(Excerpt from a dataset)
________________

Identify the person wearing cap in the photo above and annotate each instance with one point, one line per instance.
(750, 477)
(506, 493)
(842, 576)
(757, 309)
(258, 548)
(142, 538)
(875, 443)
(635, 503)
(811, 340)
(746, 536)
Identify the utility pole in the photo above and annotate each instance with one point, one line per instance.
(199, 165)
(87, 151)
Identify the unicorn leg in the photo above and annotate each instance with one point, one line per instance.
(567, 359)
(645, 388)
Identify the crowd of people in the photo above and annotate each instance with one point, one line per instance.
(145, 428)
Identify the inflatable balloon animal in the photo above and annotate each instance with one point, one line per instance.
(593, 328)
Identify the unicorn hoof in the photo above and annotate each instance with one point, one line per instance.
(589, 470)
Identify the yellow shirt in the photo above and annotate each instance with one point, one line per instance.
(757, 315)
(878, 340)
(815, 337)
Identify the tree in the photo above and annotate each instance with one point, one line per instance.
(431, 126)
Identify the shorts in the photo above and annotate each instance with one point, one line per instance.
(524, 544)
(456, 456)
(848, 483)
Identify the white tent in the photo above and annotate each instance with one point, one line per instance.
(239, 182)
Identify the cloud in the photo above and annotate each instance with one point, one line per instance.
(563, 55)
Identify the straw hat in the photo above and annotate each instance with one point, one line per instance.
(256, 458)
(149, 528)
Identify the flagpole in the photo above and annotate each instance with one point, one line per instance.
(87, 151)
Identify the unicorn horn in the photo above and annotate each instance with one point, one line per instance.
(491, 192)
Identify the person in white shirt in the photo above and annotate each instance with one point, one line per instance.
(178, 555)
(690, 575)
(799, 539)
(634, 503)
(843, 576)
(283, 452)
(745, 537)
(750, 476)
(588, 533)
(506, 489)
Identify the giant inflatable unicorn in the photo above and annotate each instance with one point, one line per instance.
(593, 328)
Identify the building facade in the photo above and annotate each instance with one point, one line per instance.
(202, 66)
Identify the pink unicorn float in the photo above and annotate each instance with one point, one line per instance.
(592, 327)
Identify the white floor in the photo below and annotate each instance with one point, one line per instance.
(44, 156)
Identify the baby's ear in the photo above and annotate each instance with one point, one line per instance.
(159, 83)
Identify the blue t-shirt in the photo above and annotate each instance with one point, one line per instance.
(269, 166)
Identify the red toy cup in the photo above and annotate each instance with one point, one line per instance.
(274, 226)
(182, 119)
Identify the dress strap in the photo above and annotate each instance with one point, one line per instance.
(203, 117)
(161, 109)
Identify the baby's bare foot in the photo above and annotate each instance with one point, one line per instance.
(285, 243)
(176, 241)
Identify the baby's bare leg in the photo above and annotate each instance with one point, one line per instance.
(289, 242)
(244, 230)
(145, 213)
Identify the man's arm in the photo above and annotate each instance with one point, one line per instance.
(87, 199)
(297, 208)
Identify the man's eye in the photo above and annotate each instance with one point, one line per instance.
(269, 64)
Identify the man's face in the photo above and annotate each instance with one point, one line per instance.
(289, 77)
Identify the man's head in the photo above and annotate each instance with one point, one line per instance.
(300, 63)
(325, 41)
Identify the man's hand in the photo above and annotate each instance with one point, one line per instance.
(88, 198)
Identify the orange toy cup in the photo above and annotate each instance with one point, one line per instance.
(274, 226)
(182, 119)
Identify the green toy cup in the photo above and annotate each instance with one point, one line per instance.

________________

▸ **What you will do**:
Write out, word for word, every line from the one containing "Identify the man's face" through the last line of the records above.

▸ **Result of this exercise**:
Identify the man's face in the photo above and annotate each instance with one point, one line per instance.
(289, 77)
Identify the man's head in the photo above and annotate each instance with one point, one line per instance.
(300, 63)
(325, 41)
Identify the man's hand in the photo above and annotate each instance with one point, one line per instance.
(88, 198)
Identify the orange toy cup in the photo above and annotate each instance with one point, one line per instance.
(274, 226)
(182, 119)
Identify the green toy cup in the photo above and annotate each instance with one point, one line per instance.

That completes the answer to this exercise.